Task: Extract the lines from the first one through the line containing "column 597, row 154", and copy each word for word.

Data to process:
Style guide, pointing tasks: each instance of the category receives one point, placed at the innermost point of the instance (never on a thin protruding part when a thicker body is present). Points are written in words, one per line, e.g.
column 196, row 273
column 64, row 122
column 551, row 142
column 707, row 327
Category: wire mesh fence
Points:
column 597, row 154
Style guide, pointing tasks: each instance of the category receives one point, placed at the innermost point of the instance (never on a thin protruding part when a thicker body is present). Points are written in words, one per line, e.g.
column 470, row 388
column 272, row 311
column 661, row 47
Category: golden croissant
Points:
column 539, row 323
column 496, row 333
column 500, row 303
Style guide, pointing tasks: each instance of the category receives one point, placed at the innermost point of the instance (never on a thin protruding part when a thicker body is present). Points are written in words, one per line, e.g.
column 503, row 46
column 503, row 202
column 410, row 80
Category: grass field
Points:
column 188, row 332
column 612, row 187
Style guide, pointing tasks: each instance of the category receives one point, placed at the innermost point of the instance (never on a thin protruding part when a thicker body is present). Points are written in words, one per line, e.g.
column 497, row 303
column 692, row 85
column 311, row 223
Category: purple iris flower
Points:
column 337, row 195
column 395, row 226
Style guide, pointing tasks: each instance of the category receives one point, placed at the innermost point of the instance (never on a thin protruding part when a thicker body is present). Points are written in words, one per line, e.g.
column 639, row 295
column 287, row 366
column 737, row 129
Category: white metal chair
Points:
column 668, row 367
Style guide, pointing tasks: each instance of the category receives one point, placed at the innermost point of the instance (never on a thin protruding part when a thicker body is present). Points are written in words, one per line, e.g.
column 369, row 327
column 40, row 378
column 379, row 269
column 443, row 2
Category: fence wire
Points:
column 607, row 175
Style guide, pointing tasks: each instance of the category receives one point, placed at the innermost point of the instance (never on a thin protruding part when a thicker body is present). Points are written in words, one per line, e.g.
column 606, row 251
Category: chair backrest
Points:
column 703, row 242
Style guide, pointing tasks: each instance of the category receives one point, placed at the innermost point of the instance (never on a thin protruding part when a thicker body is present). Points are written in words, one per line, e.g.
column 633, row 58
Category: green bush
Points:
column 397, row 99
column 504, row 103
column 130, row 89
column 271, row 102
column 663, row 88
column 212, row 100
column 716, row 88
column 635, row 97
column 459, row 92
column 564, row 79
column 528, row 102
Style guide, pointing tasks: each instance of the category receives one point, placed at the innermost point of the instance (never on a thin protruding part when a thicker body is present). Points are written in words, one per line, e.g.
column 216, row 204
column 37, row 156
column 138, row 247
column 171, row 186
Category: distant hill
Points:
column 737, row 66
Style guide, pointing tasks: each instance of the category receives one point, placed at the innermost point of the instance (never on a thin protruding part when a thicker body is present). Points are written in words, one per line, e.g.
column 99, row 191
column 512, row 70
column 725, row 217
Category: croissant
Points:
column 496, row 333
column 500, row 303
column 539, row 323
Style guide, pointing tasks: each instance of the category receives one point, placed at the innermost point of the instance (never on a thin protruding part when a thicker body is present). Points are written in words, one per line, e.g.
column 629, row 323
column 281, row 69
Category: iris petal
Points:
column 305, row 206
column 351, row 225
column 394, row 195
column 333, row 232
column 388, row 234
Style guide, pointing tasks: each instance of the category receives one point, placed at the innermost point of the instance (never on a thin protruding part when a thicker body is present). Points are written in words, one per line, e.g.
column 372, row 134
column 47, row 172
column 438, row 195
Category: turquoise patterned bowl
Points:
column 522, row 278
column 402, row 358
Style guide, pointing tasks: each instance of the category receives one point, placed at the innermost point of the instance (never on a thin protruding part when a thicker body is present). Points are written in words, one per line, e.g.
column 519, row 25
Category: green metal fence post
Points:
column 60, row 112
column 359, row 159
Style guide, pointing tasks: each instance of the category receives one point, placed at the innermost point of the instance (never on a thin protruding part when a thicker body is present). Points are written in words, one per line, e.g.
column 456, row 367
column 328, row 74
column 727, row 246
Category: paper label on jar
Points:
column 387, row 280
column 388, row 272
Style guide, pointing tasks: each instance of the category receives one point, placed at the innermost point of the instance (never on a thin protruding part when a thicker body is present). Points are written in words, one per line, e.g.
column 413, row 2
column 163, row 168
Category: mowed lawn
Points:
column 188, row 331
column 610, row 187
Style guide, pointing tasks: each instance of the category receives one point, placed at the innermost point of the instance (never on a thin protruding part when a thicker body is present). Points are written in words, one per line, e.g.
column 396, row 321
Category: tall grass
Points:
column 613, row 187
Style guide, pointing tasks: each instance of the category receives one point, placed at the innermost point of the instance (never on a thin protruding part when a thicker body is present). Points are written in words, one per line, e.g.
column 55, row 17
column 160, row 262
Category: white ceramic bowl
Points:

Written response:
Style guide, pointing tasks: each instance of the category receives one point, placed at the innermost point of the instance (never on a thin protruding part when a thicker body is present). Points are written in words, one per line, e.g.
column 196, row 273
column 64, row 122
column 551, row 142
column 707, row 327
Category: wire mesh fence
Points:
column 597, row 154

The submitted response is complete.